» Description of the task: Pick out every line of the entries below that contains the string "woman", and copy each such line. Case is significant.

(Detection examples)

:::::

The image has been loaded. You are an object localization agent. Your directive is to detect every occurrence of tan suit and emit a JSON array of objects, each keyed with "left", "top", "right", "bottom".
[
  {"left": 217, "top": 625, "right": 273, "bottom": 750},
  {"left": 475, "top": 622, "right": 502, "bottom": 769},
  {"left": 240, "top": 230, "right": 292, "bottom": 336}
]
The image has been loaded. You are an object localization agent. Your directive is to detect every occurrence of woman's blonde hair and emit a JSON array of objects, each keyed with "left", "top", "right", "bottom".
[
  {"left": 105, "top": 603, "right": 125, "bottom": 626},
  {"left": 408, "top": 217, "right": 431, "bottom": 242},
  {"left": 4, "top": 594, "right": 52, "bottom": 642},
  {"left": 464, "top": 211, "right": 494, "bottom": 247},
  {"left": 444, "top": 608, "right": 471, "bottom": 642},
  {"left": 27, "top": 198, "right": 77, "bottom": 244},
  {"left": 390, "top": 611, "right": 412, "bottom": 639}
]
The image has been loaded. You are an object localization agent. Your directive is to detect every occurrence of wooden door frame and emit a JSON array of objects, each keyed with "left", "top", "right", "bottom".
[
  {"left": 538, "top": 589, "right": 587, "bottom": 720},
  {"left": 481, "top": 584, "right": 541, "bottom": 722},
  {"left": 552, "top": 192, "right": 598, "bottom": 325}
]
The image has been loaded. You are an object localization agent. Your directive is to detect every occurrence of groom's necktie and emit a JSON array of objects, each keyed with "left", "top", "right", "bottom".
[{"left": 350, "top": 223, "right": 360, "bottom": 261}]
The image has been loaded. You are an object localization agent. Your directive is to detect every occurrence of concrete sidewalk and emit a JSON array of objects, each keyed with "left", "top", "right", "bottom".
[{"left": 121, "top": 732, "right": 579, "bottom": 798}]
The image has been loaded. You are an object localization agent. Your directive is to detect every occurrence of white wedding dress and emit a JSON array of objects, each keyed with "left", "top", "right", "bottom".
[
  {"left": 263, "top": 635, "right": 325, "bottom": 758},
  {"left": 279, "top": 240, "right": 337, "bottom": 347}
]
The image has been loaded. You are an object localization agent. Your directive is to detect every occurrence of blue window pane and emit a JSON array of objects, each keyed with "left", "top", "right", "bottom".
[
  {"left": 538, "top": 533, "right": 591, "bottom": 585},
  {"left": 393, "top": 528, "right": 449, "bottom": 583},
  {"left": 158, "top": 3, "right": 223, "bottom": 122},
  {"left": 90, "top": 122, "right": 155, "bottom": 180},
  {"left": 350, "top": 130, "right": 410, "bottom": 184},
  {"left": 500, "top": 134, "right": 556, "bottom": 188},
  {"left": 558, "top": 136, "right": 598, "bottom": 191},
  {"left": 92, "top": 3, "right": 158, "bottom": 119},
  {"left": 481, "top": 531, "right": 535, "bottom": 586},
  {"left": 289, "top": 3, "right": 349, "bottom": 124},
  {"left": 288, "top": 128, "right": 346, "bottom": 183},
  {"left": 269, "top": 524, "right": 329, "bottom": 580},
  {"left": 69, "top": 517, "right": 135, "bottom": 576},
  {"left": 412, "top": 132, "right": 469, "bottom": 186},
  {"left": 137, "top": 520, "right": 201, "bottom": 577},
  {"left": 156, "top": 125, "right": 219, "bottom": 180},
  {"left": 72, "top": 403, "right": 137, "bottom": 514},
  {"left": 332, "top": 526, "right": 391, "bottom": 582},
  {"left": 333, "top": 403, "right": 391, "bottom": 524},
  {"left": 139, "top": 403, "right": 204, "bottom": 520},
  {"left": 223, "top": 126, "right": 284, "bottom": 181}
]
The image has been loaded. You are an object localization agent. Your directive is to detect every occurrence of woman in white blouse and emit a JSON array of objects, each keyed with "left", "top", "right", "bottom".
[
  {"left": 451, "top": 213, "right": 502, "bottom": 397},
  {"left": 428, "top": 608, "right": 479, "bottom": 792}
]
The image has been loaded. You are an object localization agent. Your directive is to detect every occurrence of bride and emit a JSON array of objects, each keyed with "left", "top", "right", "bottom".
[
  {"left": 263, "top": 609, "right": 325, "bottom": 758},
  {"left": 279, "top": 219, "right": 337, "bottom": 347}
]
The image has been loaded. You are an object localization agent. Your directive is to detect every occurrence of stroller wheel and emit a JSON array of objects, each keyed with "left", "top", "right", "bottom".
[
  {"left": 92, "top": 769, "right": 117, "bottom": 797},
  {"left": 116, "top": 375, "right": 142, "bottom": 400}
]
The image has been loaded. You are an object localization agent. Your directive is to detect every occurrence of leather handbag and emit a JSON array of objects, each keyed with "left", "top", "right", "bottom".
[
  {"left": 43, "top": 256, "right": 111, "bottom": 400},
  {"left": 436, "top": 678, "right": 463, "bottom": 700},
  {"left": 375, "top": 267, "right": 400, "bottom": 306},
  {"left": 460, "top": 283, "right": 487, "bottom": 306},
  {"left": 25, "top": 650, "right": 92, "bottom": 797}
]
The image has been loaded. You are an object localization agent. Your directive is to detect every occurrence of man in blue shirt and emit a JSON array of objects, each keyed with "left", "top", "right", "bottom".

:::::

» Output of the task:
The image has been loaded. You are an object localization agent. Your directive is to detect every occurrence of woman's blonde hair and emit a JSON array of objects, each keyed with "left", "top", "right", "bottom".
The image has been loaded. You are an object localization agent. Your directive is to detect every occurrence of woman in white blouse and emit a JSON array of objects, each keyed with "left", "top", "right", "bottom".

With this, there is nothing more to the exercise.